WORK INSTRUCTIONS ::
[A] In the article below about artificial reefs off Phuket, how many decommissioned vessels has the Royal Thai Navy donated to Go Eco Phuket?
[B] Carry on the article below about artificial reefs off Phuket, picking up after its final sentence.

SUPPLIED TEXT ::
The idea of a turning a submerged cultural resource into an underwater museum is at the forefront how we think about artificial reefs – the next important development for Phuket diving.

As the tourism industry in Phuket continues to skyrocket, “land people” worry about the infrastructure: roads, water, electricity, and the preservation of steep jungle slopes and mangroves. But for “underwater people” such as divers and snorkelers, it’s hard not to also fret over our precious reefs.

The dive industry in Phuket, with quality diving from a paradise island that an airline jet can land on, is booming. The increase in the number of divers from around the world using Phuket as a base for their first exploration of the underwater world or using it as a jump off point to the Similan Islands is creating mounting pressure on the island’s marine ecosystems.

Because of this pressure, it is no wonder that organizations such as Go Eco Phuket are scrambling to find suitable solutions through the creation of artificial reefs. The Royal Thai Navy has already donated two decommissioned vessels to Go Eco Phuket to be scuttled and sunk.

A different approach to artificial reefs landed on the blackboard last year, as start up company Reef Worlds, specializing in highly stylized artificial reefs, designed by some of the same artists that worked on the sets of Lord of the Rings and Avatar, started working with a couple resorts in Phuket in an attempt to revolutionize the concept of artificial reefs.

Artificial reefs, when done properly, diversify the dive opportunities available to divers. They can be educational tools for underwater archaeological course work, training sites for tech divers or simply another delightfully interesting substructure for corals and other marine life to call home.

However, unless done well, these artificial reefs can simply float away, as did the Phuket “Coral Reef Squadron” did, not so many years ago. Though the efforts of sinking the 10 military aircraft might have ended in naught, with rumors of the submerged crafts “flying” as far north as Burma, they did not wreak the same havoc as another failed artificial reef project launched in the United States in the 1970s.

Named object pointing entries
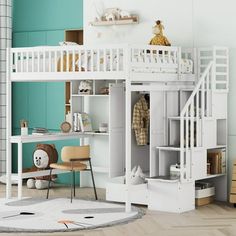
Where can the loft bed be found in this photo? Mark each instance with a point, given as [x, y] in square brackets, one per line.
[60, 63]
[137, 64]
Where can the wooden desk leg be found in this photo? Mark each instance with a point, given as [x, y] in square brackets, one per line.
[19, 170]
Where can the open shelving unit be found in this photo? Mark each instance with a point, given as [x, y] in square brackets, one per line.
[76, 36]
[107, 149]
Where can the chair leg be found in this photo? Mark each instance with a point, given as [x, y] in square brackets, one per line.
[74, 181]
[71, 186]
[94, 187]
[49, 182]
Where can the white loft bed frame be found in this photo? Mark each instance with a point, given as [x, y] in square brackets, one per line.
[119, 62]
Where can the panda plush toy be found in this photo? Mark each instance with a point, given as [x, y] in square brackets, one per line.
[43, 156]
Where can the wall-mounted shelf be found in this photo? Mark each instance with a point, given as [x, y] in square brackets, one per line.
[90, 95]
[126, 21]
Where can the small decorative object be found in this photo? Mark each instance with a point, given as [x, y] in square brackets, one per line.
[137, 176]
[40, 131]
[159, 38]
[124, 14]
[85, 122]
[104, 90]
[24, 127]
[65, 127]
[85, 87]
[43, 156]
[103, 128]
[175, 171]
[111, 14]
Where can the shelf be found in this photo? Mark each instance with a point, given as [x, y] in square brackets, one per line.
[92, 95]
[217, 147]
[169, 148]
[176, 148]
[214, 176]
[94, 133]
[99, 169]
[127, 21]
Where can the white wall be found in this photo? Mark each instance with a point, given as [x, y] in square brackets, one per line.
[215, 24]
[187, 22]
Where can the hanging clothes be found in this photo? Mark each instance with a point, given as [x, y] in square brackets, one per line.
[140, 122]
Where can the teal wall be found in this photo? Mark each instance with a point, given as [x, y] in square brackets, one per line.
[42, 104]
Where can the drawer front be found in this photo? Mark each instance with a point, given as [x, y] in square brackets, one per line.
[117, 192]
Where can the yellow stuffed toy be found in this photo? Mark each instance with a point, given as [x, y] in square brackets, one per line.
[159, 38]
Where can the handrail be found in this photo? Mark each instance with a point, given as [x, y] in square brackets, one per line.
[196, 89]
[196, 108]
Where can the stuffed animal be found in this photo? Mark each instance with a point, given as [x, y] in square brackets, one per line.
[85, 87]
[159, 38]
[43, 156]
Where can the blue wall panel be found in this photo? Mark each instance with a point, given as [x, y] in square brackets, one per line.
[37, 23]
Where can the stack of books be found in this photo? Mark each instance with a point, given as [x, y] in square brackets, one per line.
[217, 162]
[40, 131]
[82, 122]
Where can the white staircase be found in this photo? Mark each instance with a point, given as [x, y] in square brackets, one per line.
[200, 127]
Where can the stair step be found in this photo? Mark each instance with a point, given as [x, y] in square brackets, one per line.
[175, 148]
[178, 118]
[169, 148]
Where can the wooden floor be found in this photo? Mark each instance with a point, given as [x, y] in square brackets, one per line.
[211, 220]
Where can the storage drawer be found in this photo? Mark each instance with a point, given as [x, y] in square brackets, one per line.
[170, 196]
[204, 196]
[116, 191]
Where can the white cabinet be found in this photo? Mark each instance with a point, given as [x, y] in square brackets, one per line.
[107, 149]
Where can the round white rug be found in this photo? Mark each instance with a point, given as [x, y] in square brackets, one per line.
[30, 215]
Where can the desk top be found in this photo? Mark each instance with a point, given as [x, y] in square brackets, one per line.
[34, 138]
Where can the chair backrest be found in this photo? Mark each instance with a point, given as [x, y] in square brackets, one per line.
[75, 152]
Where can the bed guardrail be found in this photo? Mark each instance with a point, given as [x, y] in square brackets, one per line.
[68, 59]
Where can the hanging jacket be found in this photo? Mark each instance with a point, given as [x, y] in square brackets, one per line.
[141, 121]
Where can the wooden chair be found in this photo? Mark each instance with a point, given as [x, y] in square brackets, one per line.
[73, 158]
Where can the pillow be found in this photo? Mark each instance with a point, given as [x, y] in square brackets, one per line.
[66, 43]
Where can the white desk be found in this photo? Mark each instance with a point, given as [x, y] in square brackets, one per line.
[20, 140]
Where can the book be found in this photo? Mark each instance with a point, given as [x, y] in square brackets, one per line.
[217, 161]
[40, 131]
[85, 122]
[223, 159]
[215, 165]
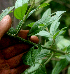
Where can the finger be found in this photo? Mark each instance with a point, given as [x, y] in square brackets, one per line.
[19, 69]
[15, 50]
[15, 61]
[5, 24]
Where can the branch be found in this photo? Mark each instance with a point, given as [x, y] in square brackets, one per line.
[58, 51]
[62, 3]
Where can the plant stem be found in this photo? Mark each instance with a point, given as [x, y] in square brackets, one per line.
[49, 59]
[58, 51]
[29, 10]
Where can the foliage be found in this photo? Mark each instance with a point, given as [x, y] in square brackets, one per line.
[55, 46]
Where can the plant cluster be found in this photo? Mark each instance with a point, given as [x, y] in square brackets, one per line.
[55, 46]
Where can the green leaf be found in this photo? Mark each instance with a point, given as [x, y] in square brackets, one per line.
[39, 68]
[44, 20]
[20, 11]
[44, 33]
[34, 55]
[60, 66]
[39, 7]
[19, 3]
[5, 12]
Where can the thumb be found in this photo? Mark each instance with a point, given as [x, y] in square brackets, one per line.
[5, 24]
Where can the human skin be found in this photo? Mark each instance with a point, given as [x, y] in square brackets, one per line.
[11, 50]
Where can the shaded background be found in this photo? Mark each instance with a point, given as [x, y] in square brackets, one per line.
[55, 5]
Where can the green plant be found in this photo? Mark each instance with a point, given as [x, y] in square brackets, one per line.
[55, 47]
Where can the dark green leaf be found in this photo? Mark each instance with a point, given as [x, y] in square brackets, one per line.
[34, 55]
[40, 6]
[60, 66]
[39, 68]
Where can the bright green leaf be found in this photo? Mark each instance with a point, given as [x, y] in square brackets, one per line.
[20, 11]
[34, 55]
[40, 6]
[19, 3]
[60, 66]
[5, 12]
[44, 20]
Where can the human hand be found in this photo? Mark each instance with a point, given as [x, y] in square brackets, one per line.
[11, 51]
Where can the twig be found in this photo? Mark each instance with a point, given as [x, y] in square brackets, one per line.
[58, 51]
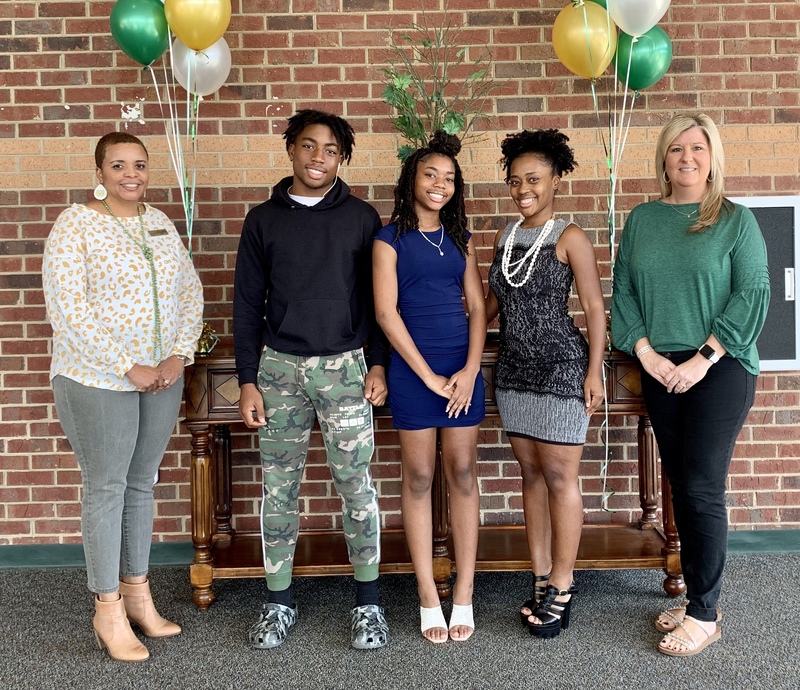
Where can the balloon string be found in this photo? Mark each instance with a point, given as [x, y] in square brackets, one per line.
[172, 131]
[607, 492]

RESULTS OF THE TASKS ::
[A] Two.

[B]
The government-backed community “Osborne Reef” project consisted of dumping and attempting to tie down over 2 million used vehicle tyres as the superstructure for an artificial reef. Shortly after the project was finished the tyres like Phuket’s aircraft tore free from their chains. Unlike the aircraft, the tyres have destroyed and continue to destroy natural reefs and other marine ecosystems in the Gulf of Mexico.

The importance of artificial reefs in the future of diving in Phuket, and around the world,
is undeniable.

The technology and momentum is there to take us beyond the reefs we know, into a world of concepts, living on the edge of our imaginations. These substrates can become home to the corals we love and the mega and macro fauna that makes us smile to the point that water leaks in around our regulators.

But to do so, without having our reefs take-off into the unknown or destroy those familiar reefs we love, it is important to take a long look back at the history of artificial reefs, so that we can have a better understanding of what resources we have now, and what direction we should set our compass for.